Text segment:

/---

Equation 5.1 suggests that by inserting any value of x for each independent variable into the equation, a value of y (percent below poverty) will be predicted based on the regression coefficients. Remember that the original variables were cast in percentages and dollars.

Interpreting Equation 5.1, we see that when all of the independent variables’ values are 0 (the value of x = 0), then the baseline percentage of families below the poverty line is 30.96%. In other words, if no one had health insurance, no one made any income, and no one was employed, then there would be a moderate level of poverty. This is a rather unrealistic scenario, but it helps to understand a baseline of what the regression equation is reporting.

Continuing on, if we have one percent of individuals who are unemployed (keeping all other variables constant), then that one percent unemployed will contribute an additional 2.18% to the increase in families below the poverty line. Evidence of this result can also be seen in the reported correlation value of 0.71 between these two variables shown in Table 5.2. Adding an extra dollar of median household income decreases the percent of families below the poverty line by a paltry 0.0005 percent. In other words, small changes in the percent unemployed appear to be more impactful on determining the percent of individuals in poverty compared to increasing or decreasing the median household income.

Assessing the Regression Output

Just how significant is the regression model? The software RStudio provides several metrics by which we can assess the model’s performance.

The t- and p-values

The t-value is given for both the intercept and all independent variables. We are most interested in whether or not an independent variable is statistically significant in predicting the percent below poverty. The t- and p-values can assist us in this determination. Notice that the t-values listed range from -4.770 to 5.043. For example, we can examine the significance of this t-value (5.043). Using an alpha of 0.05 and 80 degrees of freedom (n – 1) and α = 0.01 we find that the table t-value is 2.374. This means that the likelihood of a t-value of 2.374 or greater occurring by chance is less than 1%. So, a t-value of 5.043 is a very rare event. Thus, this variable is statistically significant in the model.

To confirm each independent variable's statistical significance, we can examine their p-values, which are listed under the Pr(>|t|) heading. For example, the p-value for the percent with no health insurance is 0.014, which is statistically significant at the 0.1 and 0.05 levels, but not at the 0.01 level. Depending on our p-value threshold, we can conclude that this variable is statistically significant in the regression model. Both median household income and percent unemployed have very small p-values, indicating that both are highly statistically significant at predicting the percent below the poverty line. This high level of statistical significance is also provided by the “***” code printed to the right of the Pr(>|t|) value, indicating that the significance is very high.

Coefficient of Determination

The r² assesses the degree to which the overall model is able to predict a value of y accurately. The multiple r² value as reported here is 0.6984. If there had been only one independent variable, then the multiple r² value would have been the same as was computed through Pearson’s r. Interpreting the value of 0.6984 can be tricky. Generally speaking, a high value of r² suggests that the independent variables are doing a good job at explaining the variation in the dependent variable while a low r² value suggests that the independent variables are not doing a good job of explaining the variation in the dependent variable. Here, the three independent variables appear to explain almost 70% of the variation in percent below the poverty line. There are likely other variables that can increase the predictive ability of the model.

\---

Raw data:
/---

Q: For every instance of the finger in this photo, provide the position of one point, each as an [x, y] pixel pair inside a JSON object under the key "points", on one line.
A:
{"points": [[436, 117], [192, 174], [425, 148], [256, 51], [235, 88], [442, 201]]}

\---

Exercise instructions: Repeat the regression text word for word, starting at the words "Continuing on, if" and ending after "the model’s performance.".

Reply:
Continuing on, if we have one percent of individuals who are unemployed (keeping all other variables constant), then that one percent unemployed will contribute an additional 2.18% to the increase in families below the poverty line. Evidence of this result can also be seen in the reported correlation value of 0.71 between these two variables shown in Table 5.2. Adding an extra dollar of median household income decreases the percent of families below the poverty line by a paltry 0.0005 percent. In other words, small changes in the percent unemployed appear to be more impactful on determining the percent of individuals in poverty compared to increasing or decreasing the median household income.

Assessing the Regression Output

Just how significant is the regression model? The software RStudio provides several metrics by which we can assess the model’s performance.